#### Task statement
Please quote the stretch of the DASH diet article below from "Clinical trials of" through "sodium and sweets.", word for word.

#### Extracted text
Blood metabolites differed strongly between treatment and control groups in clinical trial of popular DASH diet

An analysis of small molecules called “metabolites” in a blood sample may be used to determine whether a person is following a prescribed diet, scientists at Johns Hopkins Bloomberg School of Public Health have shown.

Clinical trials of diets and their health impacts are often plagued by participants’ poor adherence to assigned diets, which can make it difficult or even impossible to detect the true effects of those diets. The new approach, described in a paper in the American Journal of Clinical Nutrition published on June 18, could provide an objective and relatively easy-to-obtain measure of dietary adherence, potentially greatly reducing the uncertainty of dietary intake estimates.

The Bloomberg School scientists demonstrated their approach by showing that the levels of dozens of metabolites in the blood differed significantly between treatment and control groups enrolled in a clinical trial of the blood pressure-lowering DASH (Dietary Approaches to Stop Hypertension) diet. The DASH diet emphasizes fruits and vegetables and restricts red meat, sodium and sweets.

“We can now consider these metabolites as candidate biomarkers for assessing adherence to the DASH diet in future nutrition research studies, and one day clinicians might use these markers to monitor what their patients eat,” says study lead author Casey M. Rebholz, PhD, an assistant professor in the Department of Epidemiology at the Bloomberg School.

Dietary adherence in clinical trials and even in ordinary clinical practice traditionally has been assessed by asking participants to keep track of what they eat. Human nature being what it is, such self-reports are not always accurate.

Some researchers have sought an objective measure of dietary adherence by testing urine samples from participants, but the requirement for each participant to collect samples over one or more days for testing is burdensome, and urine analysis covers a very limited set of nutrients.

Rebholz and colleagues decided to evaluate a potentially more informative and patient-friendly method based on blood samples. They demonstrated their approach using frozen stored blood samples that had been drawn from participants during the landmark 1997 study of the DASH diet. That study found that the DASH diet, compared to a control diet reflective of what the average American eats, significantly reduced blood pressure. The trial design, in which participants were provided with all study meals, ensured that dietary adherence was measured accurately—meaning that the trial data could be used later to test new measures such as blood metabolites.

The Bloomberg School scientists analyzed blood samples from 329 DASH trial participants for levels of metabolites—lipids, amino acids and other small-molecule byproducts of the body’s biochemical activity that exist in everyone’s blood and reflect food consumption. Using an advanced “untargeted metabolomics” approach, in which they looked at all known metabolites, the researchers found 97 metabolites whose levels differed significantly between the DASH diet-assigned participants and the control group.

“There was a clear differentiation in metabolite profiles between the DASH diet and the control diet,” Rebholz says.

#### Information shown
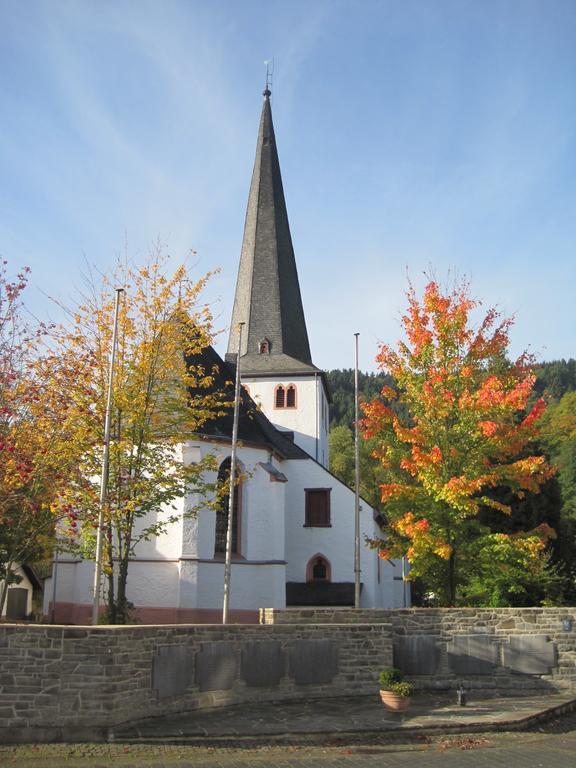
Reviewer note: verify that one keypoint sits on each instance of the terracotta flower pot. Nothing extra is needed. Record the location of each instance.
(393, 702)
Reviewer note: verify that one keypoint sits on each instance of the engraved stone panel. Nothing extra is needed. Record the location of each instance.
(216, 666)
(172, 670)
(530, 654)
(472, 654)
(313, 661)
(416, 655)
(262, 664)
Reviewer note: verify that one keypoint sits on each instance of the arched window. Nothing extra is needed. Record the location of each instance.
(280, 397)
(222, 511)
(291, 396)
(318, 569)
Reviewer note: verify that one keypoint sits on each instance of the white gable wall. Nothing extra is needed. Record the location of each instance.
(309, 420)
(335, 543)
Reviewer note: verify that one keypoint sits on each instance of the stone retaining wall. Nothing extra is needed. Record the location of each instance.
(501, 649)
(59, 683)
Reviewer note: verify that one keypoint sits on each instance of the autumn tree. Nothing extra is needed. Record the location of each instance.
(160, 400)
(466, 434)
(37, 456)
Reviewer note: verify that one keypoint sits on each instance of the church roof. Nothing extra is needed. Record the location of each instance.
(253, 426)
(268, 299)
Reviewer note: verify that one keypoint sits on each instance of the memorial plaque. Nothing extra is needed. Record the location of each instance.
(416, 655)
(262, 664)
(216, 667)
(313, 662)
(172, 670)
(473, 654)
(530, 654)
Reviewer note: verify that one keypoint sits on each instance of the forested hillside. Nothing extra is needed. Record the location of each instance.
(553, 380)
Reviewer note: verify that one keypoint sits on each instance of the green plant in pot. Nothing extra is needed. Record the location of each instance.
(394, 691)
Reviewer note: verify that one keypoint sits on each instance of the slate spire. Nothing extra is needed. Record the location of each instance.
(267, 296)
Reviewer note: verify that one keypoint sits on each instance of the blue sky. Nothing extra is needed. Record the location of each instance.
(413, 134)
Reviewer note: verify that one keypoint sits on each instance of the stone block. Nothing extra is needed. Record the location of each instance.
(172, 670)
(216, 666)
(530, 654)
(263, 664)
(472, 654)
(313, 662)
(416, 655)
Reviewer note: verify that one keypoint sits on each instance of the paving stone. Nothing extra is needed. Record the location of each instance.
(530, 654)
(473, 654)
(172, 670)
(263, 664)
(313, 661)
(416, 655)
(216, 666)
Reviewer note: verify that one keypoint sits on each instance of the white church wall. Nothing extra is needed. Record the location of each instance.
(251, 585)
(335, 543)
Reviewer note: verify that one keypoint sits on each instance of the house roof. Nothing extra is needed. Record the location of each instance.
(267, 298)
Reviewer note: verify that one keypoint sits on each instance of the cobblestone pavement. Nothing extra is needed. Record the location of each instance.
(552, 745)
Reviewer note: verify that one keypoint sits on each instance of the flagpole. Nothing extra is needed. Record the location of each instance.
(357, 484)
(105, 460)
(232, 488)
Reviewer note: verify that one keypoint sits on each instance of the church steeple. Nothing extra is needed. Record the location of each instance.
(267, 297)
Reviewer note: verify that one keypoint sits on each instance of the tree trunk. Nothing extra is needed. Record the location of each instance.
(121, 602)
(111, 602)
(452, 580)
(5, 583)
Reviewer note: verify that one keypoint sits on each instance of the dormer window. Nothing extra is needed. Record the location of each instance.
(291, 396)
(285, 397)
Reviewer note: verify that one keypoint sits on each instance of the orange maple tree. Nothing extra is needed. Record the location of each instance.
(459, 431)
(37, 432)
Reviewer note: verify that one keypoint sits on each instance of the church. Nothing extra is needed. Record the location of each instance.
(293, 527)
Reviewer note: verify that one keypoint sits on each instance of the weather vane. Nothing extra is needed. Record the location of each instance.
(269, 75)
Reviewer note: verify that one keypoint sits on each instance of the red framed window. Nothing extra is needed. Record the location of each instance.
(317, 508)
(291, 396)
(280, 397)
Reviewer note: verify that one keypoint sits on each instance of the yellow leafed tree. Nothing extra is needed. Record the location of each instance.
(160, 400)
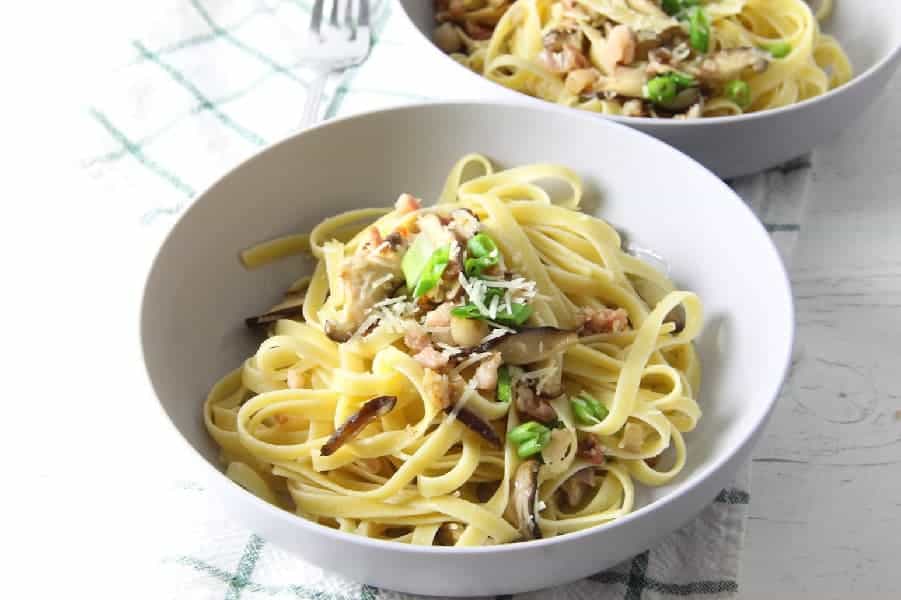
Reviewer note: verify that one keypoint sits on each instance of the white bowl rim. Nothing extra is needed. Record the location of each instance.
(890, 57)
(702, 474)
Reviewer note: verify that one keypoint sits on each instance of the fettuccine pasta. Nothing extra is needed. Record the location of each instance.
(649, 58)
(489, 369)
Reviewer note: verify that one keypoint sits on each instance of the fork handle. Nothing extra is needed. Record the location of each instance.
(314, 99)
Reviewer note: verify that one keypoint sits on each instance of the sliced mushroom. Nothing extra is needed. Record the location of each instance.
(485, 490)
(373, 260)
(529, 404)
(730, 63)
(531, 345)
(590, 449)
(289, 308)
(648, 7)
(525, 499)
(574, 489)
(477, 424)
(373, 409)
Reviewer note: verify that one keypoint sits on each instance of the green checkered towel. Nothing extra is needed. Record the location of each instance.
(212, 83)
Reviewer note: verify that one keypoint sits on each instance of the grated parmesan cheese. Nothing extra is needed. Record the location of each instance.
(492, 308)
(382, 280)
(389, 301)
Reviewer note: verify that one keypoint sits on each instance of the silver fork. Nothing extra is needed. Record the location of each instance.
(332, 47)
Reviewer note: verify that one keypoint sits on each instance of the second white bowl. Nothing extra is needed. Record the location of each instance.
(731, 146)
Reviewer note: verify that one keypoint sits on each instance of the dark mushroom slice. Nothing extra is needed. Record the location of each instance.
(373, 409)
(477, 424)
(525, 499)
(531, 345)
(289, 308)
(590, 449)
(485, 490)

#### Output
Clinical trials of diets and their health impacts are often plagued by participants’ poor adherence to assigned diets, which can make it difficult or even impossible to detect the true effects of those diets. The new approach, described in a paper in the American Journal of Clinical Nutrition published on June 18, could provide an objective and relatively easy-to-obtain measure of dietary adherence, potentially greatly reducing the uncertainty of dietary intake estimates.

The Bloomberg School scientists demonstrated their approach by showing that the levels of dozens of metabolites in the blood differed significantly between treatment and control groups enrolled in a clinical trial of the blood pressure-lowering DASH (Dietary Approaches to Stop Hypertension) diet. The DASH diet emphasizes fruits and vegetables and restricts red meat, sodium and sweets.